» Task requirements
Update everything from the start of the records down to the line containing "x=596 y=141" by swapping "instance" for "object", keeping all else unchanged. Leave the pictures out of your answer.

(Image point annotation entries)
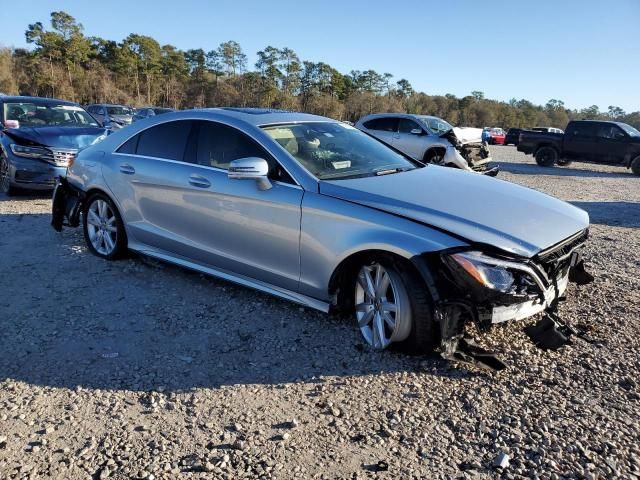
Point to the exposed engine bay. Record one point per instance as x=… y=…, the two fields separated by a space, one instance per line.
x=467 y=151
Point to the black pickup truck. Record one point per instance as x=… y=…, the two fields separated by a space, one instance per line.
x=596 y=141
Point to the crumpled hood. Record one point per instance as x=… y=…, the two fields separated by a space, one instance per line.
x=468 y=134
x=475 y=207
x=61 y=137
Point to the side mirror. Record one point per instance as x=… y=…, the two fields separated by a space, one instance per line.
x=250 y=168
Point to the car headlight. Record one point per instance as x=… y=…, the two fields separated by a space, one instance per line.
x=485 y=270
x=29 y=152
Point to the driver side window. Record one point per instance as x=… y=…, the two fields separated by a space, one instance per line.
x=218 y=145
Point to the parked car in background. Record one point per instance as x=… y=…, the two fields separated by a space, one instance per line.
x=407 y=249
x=547 y=129
x=39 y=138
x=146 y=112
x=112 y=117
x=512 y=136
x=430 y=140
x=588 y=140
x=493 y=135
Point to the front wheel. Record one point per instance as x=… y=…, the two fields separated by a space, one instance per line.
x=103 y=228
x=392 y=306
x=546 y=156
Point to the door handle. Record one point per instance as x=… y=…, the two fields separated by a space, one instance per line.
x=127 y=169
x=199 y=181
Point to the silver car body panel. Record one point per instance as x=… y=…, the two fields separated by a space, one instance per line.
x=288 y=240
x=484 y=210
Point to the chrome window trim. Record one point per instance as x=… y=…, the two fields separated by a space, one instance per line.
x=192 y=119
x=215 y=169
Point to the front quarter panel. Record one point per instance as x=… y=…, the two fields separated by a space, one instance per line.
x=334 y=229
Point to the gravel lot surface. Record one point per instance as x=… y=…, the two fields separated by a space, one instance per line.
x=138 y=369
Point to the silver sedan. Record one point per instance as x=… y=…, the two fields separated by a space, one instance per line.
x=317 y=212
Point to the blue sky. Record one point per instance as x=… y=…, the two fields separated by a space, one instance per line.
x=582 y=52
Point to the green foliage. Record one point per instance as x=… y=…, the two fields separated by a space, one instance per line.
x=139 y=71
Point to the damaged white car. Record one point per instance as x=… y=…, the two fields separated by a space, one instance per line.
x=431 y=140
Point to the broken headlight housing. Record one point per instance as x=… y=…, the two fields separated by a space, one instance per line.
x=487 y=271
x=29 y=152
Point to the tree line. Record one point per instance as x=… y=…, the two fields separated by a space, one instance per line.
x=66 y=63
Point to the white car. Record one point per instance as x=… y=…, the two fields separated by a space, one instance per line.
x=430 y=140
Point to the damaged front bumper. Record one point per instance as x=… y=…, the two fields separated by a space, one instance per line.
x=66 y=205
x=508 y=290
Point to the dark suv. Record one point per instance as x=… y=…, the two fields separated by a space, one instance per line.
x=587 y=140
x=38 y=139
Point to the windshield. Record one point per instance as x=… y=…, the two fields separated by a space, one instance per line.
x=117 y=110
x=333 y=151
x=630 y=130
x=436 y=125
x=46 y=115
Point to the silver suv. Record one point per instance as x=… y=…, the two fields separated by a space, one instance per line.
x=430 y=140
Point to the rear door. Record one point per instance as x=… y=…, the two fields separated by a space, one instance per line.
x=411 y=144
x=612 y=143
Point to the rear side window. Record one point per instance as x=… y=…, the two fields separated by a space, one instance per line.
x=586 y=129
x=406 y=125
x=167 y=140
x=130 y=145
x=385 y=124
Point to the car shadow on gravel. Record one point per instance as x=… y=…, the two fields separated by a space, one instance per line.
x=533 y=169
x=27 y=195
x=613 y=214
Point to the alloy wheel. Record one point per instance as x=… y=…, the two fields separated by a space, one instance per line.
x=102 y=227
x=382 y=306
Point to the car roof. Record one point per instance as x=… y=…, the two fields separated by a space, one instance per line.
x=265 y=116
x=25 y=99
x=399 y=115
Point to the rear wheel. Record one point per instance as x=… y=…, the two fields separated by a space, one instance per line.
x=546 y=156
x=103 y=228
x=392 y=306
x=5 y=178
x=635 y=165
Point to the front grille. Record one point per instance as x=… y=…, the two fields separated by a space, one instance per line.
x=555 y=259
x=60 y=157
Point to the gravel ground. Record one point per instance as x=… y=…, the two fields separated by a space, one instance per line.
x=137 y=369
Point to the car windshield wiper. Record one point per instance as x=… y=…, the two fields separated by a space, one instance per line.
x=389 y=171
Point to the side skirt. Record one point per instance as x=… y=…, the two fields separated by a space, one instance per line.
x=239 y=279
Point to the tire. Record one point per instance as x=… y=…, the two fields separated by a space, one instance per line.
x=5 y=178
x=546 y=156
x=635 y=165
x=414 y=330
x=103 y=228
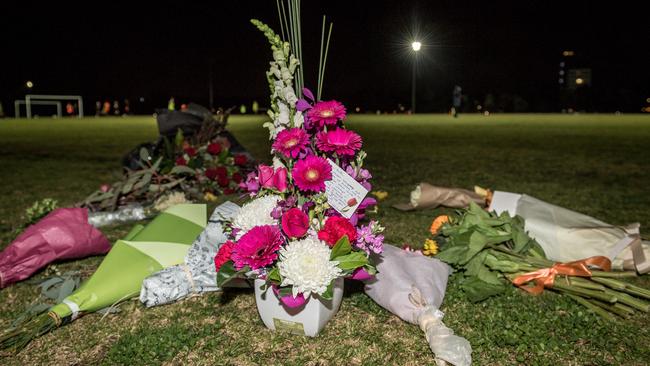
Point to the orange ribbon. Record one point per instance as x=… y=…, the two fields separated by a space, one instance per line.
x=545 y=277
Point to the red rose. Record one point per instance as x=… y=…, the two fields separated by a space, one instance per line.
x=215 y=148
x=222 y=172
x=240 y=160
x=223 y=255
x=181 y=161
x=190 y=151
x=295 y=223
x=223 y=181
x=211 y=173
x=335 y=228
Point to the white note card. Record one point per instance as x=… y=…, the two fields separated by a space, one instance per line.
x=343 y=192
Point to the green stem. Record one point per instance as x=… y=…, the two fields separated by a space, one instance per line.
x=599 y=295
x=630 y=301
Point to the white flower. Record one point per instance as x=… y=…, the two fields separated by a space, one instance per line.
x=298 y=119
x=306 y=266
x=290 y=96
x=255 y=213
x=283 y=117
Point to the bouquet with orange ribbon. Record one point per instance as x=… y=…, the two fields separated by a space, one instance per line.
x=492 y=250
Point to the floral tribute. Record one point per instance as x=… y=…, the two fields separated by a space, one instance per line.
x=287 y=233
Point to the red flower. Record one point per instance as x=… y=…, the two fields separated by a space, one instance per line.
x=190 y=151
x=295 y=223
x=215 y=148
x=211 y=173
x=335 y=228
x=241 y=160
x=222 y=172
x=223 y=255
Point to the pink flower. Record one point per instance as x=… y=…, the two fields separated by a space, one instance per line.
x=214 y=148
x=258 y=247
x=341 y=141
x=272 y=178
x=295 y=223
x=310 y=173
x=291 y=142
x=326 y=113
x=335 y=228
x=223 y=255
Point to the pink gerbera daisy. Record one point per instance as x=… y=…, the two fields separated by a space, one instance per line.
x=340 y=141
x=257 y=248
x=310 y=173
x=291 y=142
x=326 y=113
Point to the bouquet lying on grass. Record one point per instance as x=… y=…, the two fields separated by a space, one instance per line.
x=293 y=234
x=491 y=250
x=198 y=171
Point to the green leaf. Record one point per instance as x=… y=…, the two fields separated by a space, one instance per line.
x=144 y=154
x=477 y=242
x=179 y=139
x=227 y=273
x=477 y=290
x=329 y=293
x=274 y=275
x=342 y=247
x=352 y=261
x=452 y=254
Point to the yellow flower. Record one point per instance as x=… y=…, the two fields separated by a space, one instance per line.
x=430 y=248
x=209 y=197
x=437 y=224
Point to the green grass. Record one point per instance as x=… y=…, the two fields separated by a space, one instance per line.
x=595 y=164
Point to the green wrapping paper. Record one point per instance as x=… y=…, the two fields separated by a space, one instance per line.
x=144 y=251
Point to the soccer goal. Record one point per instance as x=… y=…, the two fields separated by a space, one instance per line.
x=18 y=103
x=35 y=99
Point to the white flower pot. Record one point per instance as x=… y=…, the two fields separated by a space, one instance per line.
x=308 y=319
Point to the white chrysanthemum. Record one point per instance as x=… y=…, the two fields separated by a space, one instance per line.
x=305 y=265
x=255 y=213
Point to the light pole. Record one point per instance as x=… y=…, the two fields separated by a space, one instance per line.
x=416 y=47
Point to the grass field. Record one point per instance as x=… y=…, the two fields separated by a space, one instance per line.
x=595 y=164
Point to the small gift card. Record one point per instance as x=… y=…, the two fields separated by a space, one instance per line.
x=343 y=193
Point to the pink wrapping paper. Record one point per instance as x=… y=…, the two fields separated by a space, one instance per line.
x=62 y=234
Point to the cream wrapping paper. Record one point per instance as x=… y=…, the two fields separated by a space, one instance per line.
x=428 y=196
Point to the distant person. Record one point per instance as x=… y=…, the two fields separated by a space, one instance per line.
x=69 y=109
x=457 y=100
x=107 y=108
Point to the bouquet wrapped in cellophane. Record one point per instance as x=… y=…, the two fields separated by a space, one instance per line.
x=302 y=229
x=492 y=250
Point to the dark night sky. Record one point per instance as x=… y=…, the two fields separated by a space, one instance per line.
x=120 y=50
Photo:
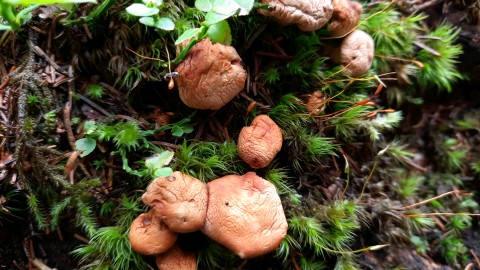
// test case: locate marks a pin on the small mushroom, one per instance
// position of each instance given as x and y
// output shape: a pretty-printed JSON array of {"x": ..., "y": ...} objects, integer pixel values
[
  {"x": 260, "y": 142},
  {"x": 210, "y": 76},
  {"x": 149, "y": 235},
  {"x": 346, "y": 15},
  {"x": 176, "y": 258},
  {"x": 316, "y": 102},
  {"x": 245, "y": 214},
  {"x": 355, "y": 53},
  {"x": 308, "y": 15},
  {"x": 179, "y": 200}
]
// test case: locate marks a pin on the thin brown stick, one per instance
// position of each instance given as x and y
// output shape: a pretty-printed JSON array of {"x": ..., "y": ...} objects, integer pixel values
[
  {"x": 441, "y": 214},
  {"x": 429, "y": 200}
]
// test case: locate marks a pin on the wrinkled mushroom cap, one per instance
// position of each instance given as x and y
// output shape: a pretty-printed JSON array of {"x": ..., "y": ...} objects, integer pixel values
[
  {"x": 355, "y": 53},
  {"x": 309, "y": 15},
  {"x": 260, "y": 142},
  {"x": 179, "y": 200},
  {"x": 346, "y": 15},
  {"x": 210, "y": 76},
  {"x": 149, "y": 235},
  {"x": 176, "y": 258},
  {"x": 245, "y": 215}
]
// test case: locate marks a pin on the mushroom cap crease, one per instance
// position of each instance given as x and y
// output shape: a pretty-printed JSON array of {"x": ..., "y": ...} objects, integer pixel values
[
  {"x": 245, "y": 214},
  {"x": 210, "y": 76},
  {"x": 179, "y": 200},
  {"x": 149, "y": 235}
]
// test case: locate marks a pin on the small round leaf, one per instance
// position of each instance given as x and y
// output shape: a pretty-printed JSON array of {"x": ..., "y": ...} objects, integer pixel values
[
  {"x": 141, "y": 10},
  {"x": 220, "y": 32}
]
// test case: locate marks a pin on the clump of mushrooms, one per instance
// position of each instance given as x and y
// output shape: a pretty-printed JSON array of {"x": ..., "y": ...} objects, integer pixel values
[
  {"x": 210, "y": 76},
  {"x": 260, "y": 142},
  {"x": 308, "y": 15},
  {"x": 179, "y": 200},
  {"x": 355, "y": 53},
  {"x": 243, "y": 212},
  {"x": 149, "y": 235}
]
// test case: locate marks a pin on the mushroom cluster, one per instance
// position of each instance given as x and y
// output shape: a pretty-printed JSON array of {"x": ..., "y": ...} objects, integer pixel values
[
  {"x": 356, "y": 49},
  {"x": 210, "y": 76},
  {"x": 242, "y": 212},
  {"x": 308, "y": 15}
]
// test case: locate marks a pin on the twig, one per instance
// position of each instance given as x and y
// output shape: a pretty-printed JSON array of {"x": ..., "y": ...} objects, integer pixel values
[
  {"x": 441, "y": 214},
  {"x": 40, "y": 265},
  {"x": 94, "y": 105},
  {"x": 429, "y": 200},
  {"x": 38, "y": 51}
]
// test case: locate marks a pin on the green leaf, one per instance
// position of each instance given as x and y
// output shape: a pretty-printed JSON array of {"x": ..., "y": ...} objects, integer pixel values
[
  {"x": 180, "y": 129},
  {"x": 46, "y": 2},
  {"x": 165, "y": 24},
  {"x": 190, "y": 33},
  {"x": 231, "y": 6},
  {"x": 213, "y": 17},
  {"x": 141, "y": 10},
  {"x": 220, "y": 32},
  {"x": 204, "y": 5},
  {"x": 5, "y": 27},
  {"x": 162, "y": 23},
  {"x": 162, "y": 172},
  {"x": 155, "y": 3},
  {"x": 89, "y": 127},
  {"x": 86, "y": 145},
  {"x": 156, "y": 163}
]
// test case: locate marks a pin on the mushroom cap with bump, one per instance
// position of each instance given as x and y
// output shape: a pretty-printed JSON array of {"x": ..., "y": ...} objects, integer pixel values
[
  {"x": 210, "y": 76},
  {"x": 308, "y": 15},
  {"x": 346, "y": 15},
  {"x": 149, "y": 235},
  {"x": 176, "y": 258},
  {"x": 260, "y": 142},
  {"x": 245, "y": 215},
  {"x": 355, "y": 53},
  {"x": 179, "y": 200}
]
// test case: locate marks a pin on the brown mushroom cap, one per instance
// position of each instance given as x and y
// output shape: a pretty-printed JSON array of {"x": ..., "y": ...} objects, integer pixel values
[
  {"x": 346, "y": 15},
  {"x": 309, "y": 15},
  {"x": 179, "y": 200},
  {"x": 245, "y": 214},
  {"x": 355, "y": 53},
  {"x": 210, "y": 76},
  {"x": 176, "y": 258},
  {"x": 149, "y": 235},
  {"x": 260, "y": 142}
]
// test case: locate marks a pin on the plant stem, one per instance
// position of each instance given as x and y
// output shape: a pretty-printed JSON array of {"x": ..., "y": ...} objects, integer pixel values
[
  {"x": 369, "y": 176},
  {"x": 99, "y": 11},
  {"x": 429, "y": 200}
]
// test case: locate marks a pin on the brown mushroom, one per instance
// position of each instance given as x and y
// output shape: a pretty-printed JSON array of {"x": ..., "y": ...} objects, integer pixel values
[
  {"x": 308, "y": 15},
  {"x": 149, "y": 235},
  {"x": 210, "y": 76},
  {"x": 176, "y": 258},
  {"x": 355, "y": 53},
  {"x": 316, "y": 102},
  {"x": 179, "y": 200},
  {"x": 245, "y": 214},
  {"x": 346, "y": 15},
  {"x": 260, "y": 142}
]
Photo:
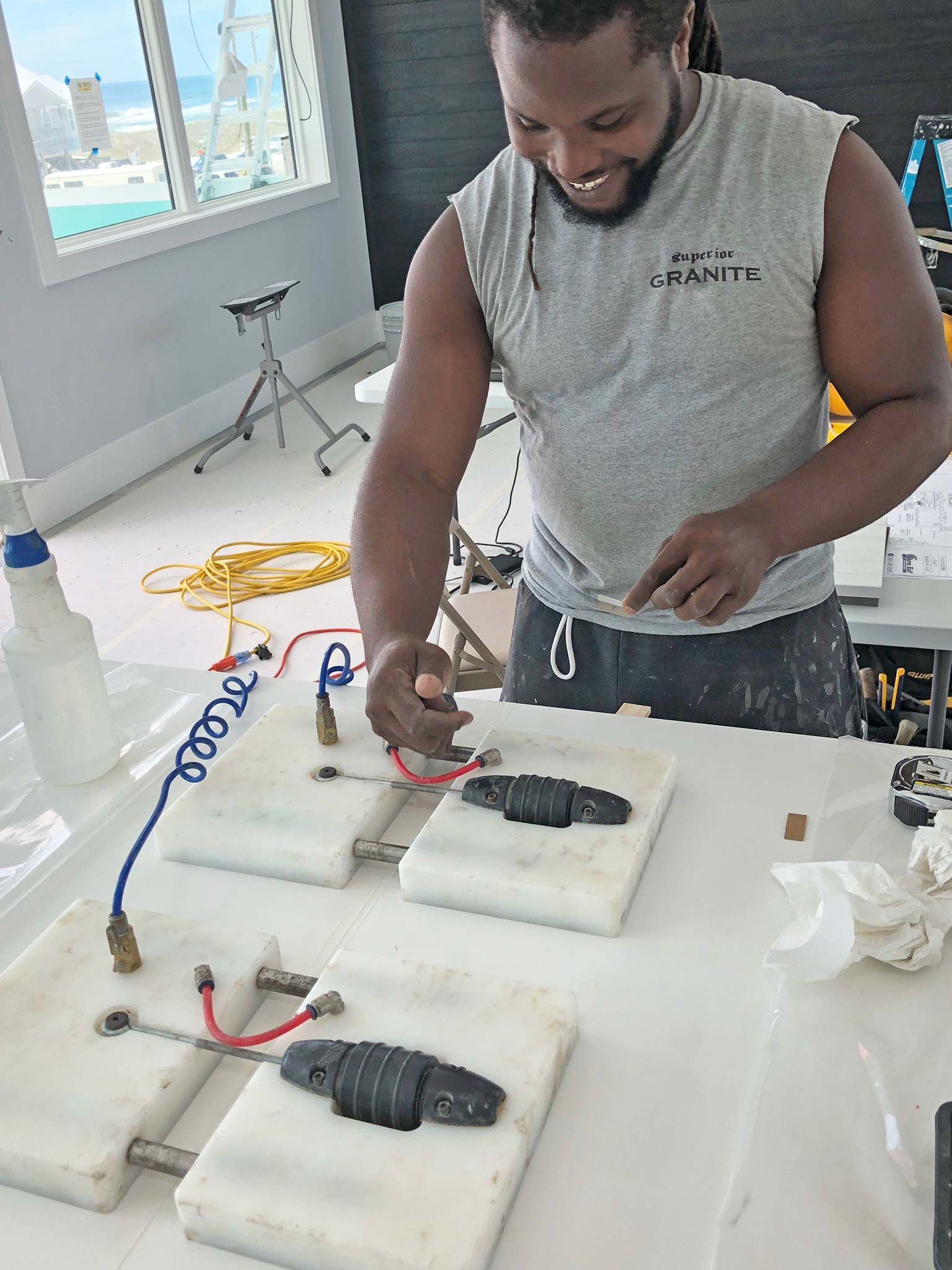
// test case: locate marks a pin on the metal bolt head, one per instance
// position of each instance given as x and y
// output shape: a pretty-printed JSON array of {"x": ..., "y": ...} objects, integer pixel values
[{"x": 115, "y": 1024}]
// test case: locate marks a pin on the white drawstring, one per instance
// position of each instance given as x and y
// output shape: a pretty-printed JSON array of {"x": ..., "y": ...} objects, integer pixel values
[{"x": 565, "y": 626}]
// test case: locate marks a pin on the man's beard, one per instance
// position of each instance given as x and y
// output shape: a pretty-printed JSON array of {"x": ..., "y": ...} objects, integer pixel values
[{"x": 641, "y": 177}]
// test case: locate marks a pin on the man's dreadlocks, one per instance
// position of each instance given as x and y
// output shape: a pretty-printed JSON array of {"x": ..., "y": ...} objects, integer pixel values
[{"x": 654, "y": 23}]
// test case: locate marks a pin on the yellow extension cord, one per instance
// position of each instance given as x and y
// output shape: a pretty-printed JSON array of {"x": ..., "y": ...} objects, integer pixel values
[{"x": 229, "y": 577}]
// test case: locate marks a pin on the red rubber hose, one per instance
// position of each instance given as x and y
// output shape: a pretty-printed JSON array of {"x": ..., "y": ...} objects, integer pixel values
[
  {"x": 242, "y": 1042},
  {"x": 323, "y": 630},
  {"x": 431, "y": 780}
]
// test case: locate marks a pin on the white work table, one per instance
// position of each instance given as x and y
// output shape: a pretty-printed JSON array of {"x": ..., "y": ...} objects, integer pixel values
[{"x": 633, "y": 1162}]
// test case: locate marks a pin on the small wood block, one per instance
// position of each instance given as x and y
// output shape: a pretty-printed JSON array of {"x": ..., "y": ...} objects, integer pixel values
[{"x": 796, "y": 827}]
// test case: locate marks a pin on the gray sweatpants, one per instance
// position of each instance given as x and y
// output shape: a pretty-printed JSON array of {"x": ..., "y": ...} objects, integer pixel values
[{"x": 795, "y": 673}]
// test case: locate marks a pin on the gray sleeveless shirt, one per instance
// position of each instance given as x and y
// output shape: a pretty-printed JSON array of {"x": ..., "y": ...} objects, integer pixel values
[{"x": 668, "y": 366}]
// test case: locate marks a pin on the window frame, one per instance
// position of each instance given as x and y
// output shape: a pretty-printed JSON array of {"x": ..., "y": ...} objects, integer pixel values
[{"x": 188, "y": 221}]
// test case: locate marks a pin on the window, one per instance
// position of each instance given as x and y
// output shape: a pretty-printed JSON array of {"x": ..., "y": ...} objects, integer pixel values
[
  {"x": 154, "y": 122},
  {"x": 231, "y": 88},
  {"x": 64, "y": 38}
]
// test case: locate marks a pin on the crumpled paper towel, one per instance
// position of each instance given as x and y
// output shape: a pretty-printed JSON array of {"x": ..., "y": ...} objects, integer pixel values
[{"x": 847, "y": 910}]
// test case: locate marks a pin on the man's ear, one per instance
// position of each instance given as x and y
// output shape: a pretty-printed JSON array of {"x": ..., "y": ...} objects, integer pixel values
[{"x": 682, "y": 43}]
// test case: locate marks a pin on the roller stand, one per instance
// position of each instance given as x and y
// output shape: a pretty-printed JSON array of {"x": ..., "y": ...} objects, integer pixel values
[{"x": 257, "y": 308}]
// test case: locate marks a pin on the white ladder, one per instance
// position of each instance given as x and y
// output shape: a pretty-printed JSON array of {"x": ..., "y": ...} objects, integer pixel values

» Exercise result
Point to the exposed engine bay. Record one point per object as x=… y=…, the two fields separated by a space, one object per line.
x=467 y=151
Point to the black pickup truck. Record one point per object as x=… y=…, the two fields separated by a space, one object per line.
x=596 y=141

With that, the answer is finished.